*TO BE DONE:*
Copy word for word the lines from the one containing "Wildlife camera-trap request: tag the short" through the one containing "point(149, 45)", including both.

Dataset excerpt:
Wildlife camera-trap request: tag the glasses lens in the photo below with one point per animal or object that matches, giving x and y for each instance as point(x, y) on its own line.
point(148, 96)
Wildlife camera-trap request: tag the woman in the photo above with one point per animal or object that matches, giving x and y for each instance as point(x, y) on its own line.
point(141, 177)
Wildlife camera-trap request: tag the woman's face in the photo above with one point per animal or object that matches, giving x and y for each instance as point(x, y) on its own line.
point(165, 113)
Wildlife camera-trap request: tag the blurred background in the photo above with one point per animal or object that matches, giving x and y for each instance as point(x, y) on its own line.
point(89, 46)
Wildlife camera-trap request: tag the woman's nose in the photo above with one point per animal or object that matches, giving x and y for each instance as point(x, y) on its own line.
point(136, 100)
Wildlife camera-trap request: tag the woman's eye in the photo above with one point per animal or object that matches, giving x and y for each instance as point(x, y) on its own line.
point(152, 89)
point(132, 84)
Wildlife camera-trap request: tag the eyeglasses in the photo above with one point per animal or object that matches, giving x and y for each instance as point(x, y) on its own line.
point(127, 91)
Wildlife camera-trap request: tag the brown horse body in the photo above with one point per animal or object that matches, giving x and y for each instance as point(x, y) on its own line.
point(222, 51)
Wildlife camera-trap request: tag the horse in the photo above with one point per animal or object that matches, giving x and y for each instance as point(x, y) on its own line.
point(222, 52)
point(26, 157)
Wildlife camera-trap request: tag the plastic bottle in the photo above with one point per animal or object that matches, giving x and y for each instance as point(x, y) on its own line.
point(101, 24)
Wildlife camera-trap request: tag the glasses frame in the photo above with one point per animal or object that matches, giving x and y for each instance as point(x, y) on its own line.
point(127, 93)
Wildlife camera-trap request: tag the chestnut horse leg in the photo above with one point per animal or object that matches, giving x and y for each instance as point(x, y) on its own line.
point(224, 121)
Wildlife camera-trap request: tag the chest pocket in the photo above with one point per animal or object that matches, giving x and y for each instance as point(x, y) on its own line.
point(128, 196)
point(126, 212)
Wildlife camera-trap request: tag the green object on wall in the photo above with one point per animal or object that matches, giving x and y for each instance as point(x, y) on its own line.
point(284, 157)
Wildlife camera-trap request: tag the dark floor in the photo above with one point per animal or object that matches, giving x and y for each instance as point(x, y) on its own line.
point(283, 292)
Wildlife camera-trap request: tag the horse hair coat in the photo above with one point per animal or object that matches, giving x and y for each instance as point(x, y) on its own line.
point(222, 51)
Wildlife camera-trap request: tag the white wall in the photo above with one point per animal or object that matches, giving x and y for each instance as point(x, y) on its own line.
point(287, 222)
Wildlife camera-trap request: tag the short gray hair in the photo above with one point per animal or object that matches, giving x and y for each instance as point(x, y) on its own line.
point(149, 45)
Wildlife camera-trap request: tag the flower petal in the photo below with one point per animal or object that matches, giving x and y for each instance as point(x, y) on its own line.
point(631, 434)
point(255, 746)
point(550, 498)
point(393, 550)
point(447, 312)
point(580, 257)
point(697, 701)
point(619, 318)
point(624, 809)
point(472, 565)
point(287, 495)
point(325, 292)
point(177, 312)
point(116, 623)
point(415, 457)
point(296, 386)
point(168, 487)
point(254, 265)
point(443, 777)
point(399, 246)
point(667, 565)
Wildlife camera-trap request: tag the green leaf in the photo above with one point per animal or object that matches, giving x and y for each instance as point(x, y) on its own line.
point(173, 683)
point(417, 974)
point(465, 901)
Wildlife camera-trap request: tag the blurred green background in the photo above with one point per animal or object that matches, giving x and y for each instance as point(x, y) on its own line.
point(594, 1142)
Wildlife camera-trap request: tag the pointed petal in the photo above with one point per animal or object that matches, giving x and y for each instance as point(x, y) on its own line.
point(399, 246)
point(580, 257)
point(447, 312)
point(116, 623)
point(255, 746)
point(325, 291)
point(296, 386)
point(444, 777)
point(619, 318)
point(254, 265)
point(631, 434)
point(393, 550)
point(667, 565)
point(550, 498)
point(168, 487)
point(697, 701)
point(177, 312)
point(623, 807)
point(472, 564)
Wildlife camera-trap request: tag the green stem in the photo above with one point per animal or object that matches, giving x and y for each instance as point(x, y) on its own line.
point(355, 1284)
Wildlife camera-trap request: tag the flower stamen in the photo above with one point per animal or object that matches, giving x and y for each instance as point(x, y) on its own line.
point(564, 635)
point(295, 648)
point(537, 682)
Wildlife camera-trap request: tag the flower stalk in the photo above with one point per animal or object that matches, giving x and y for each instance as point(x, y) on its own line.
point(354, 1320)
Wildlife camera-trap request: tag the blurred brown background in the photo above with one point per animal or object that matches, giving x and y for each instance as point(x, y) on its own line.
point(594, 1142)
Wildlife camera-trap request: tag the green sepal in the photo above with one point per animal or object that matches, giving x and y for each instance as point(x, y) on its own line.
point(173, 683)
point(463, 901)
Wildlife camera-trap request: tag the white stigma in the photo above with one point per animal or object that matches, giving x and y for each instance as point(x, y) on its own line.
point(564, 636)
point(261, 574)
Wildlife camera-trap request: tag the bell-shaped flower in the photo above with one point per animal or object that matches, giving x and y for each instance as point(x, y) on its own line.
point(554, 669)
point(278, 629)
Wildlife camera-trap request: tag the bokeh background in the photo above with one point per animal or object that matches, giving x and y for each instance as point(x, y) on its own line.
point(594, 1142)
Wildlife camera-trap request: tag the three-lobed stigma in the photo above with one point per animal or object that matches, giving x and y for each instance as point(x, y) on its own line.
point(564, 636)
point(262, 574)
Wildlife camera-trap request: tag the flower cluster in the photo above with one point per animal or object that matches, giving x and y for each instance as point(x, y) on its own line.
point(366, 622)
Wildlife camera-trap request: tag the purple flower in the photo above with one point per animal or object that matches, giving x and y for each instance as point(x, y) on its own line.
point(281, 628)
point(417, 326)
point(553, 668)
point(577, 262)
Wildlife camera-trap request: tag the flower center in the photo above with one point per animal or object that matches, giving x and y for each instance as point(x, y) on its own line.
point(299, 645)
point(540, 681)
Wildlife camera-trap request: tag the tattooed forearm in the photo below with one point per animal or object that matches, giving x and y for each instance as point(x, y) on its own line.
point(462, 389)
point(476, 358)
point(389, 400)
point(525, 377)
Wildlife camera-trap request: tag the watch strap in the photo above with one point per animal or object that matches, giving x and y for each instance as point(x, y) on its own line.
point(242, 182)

*RESPONSE TO THIS EXERCISE:*
Wildlife camera-trap request: tag the short gray hair in the photo above with one point per animal or object that matches, giving x and y for each instance as point(x, y) on its own line.
point(149, 45)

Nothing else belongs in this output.